Problem to work on> Can you recast the lines of the items below, between the line holding "like x=30, y=140." and the line holding "x=600, y=193", inclusive, as a numbered list with blank lines left out?

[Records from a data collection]

········

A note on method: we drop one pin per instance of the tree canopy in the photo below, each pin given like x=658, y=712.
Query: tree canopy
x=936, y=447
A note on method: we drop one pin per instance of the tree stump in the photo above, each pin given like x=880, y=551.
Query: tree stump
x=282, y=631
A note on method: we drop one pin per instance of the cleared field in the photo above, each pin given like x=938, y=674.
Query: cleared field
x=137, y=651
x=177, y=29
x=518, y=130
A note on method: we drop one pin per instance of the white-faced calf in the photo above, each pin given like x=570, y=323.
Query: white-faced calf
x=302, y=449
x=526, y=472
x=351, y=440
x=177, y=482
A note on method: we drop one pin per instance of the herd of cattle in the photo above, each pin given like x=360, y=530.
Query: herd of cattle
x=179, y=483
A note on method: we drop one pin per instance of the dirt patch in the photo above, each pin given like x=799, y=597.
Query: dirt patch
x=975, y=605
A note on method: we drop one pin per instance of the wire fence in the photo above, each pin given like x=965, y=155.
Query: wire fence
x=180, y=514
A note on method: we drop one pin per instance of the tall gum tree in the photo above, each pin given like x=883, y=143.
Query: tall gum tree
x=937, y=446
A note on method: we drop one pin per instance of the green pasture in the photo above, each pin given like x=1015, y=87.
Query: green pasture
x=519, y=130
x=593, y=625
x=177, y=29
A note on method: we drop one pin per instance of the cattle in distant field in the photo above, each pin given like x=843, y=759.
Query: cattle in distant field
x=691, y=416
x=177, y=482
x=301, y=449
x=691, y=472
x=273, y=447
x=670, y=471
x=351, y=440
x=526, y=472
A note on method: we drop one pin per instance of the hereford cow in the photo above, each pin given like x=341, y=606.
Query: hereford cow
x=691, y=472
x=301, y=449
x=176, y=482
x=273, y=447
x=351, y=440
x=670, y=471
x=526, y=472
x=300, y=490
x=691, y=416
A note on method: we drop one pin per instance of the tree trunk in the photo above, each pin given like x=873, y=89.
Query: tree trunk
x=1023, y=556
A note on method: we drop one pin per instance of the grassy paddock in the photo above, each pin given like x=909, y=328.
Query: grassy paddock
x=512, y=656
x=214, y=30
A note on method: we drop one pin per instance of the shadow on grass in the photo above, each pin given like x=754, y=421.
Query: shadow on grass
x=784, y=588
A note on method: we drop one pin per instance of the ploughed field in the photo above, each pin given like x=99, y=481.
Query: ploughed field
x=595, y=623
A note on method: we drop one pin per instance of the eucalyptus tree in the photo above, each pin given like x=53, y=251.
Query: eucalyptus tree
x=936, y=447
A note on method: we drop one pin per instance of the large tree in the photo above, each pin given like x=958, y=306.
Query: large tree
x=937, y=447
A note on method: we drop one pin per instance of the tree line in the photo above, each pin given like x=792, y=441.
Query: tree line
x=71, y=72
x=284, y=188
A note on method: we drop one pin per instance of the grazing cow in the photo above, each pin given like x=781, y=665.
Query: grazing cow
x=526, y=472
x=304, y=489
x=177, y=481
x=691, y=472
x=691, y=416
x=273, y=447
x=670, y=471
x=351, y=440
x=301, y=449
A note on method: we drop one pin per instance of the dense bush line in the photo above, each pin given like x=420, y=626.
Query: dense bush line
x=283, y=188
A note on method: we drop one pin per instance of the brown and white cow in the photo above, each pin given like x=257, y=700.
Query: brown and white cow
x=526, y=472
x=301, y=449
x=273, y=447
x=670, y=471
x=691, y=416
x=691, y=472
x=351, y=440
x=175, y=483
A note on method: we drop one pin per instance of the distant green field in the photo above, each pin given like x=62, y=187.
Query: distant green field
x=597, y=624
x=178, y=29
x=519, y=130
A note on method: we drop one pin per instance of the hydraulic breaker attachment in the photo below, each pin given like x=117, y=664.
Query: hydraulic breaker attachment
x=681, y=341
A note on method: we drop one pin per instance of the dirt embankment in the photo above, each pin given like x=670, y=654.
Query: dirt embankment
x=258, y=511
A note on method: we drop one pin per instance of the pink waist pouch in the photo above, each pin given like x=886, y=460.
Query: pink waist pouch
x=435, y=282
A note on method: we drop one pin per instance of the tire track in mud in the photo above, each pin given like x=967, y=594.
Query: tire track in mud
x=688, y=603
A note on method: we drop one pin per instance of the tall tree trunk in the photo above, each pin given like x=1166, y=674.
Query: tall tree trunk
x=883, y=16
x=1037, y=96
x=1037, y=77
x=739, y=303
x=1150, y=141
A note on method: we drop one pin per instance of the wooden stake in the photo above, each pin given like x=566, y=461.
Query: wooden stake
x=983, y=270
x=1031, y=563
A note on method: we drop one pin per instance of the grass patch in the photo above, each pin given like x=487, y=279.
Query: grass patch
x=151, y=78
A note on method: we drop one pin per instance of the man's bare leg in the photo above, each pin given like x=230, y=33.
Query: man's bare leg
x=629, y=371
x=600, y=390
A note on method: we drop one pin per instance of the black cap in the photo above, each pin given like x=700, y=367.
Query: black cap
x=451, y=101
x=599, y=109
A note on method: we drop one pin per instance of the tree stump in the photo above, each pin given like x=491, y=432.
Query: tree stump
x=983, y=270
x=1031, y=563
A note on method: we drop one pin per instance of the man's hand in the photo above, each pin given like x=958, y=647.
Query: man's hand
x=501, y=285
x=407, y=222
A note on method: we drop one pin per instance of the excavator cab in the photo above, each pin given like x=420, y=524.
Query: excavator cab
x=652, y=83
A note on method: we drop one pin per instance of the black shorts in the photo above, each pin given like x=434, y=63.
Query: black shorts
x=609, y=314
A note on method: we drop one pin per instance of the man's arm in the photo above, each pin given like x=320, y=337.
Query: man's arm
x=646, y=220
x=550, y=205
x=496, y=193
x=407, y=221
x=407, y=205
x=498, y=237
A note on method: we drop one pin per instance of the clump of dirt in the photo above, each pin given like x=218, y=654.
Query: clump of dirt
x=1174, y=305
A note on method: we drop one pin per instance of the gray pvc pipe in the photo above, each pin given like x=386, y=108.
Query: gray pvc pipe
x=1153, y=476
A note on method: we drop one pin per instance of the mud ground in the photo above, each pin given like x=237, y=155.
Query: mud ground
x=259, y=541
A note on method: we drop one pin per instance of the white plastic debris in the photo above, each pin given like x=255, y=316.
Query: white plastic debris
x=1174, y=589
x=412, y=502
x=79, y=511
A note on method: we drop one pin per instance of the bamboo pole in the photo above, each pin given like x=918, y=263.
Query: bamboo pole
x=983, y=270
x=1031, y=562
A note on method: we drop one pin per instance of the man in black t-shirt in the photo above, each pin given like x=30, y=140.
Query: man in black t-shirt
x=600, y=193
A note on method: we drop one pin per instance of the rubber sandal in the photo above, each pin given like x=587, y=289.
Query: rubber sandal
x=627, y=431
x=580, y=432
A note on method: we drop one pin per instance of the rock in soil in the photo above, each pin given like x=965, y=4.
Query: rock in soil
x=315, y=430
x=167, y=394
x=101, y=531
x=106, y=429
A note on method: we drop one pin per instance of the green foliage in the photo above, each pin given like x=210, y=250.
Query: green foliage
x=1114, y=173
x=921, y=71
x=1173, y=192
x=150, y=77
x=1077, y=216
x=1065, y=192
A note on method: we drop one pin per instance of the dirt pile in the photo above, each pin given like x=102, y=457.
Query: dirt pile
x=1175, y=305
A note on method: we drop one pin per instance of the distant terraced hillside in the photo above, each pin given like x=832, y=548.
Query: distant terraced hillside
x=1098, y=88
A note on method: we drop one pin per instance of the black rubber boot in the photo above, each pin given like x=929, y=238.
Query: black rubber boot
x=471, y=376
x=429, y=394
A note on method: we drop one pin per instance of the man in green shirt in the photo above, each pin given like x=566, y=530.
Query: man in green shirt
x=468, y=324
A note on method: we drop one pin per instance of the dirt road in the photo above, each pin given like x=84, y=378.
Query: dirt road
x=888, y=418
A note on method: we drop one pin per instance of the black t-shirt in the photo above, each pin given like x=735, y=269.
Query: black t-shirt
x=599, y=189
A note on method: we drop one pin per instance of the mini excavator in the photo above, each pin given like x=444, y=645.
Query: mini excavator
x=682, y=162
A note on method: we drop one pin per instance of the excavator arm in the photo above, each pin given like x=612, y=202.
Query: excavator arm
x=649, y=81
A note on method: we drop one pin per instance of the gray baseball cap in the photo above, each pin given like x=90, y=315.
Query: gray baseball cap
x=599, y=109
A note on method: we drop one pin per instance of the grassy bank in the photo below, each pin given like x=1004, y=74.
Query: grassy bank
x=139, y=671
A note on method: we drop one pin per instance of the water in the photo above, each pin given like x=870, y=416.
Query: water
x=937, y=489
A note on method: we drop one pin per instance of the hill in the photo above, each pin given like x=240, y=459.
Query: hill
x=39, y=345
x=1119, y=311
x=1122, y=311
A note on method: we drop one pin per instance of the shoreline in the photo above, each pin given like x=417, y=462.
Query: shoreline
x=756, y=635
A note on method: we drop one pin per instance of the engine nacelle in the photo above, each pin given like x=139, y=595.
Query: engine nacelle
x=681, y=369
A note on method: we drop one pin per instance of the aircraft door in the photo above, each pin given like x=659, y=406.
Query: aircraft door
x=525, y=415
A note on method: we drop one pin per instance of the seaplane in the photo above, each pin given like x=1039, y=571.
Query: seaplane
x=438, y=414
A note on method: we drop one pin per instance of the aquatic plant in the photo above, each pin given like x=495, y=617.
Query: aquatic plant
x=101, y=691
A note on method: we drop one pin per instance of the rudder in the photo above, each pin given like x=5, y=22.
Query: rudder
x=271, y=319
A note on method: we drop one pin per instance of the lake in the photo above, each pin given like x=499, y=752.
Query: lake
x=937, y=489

········

Solved exercise>
1. A note on method: we drop one pin per instance of the man in black t-shirt in the photo above, each pin given like x=30, y=140.
2. Query: man in black t-shirt
3. x=600, y=193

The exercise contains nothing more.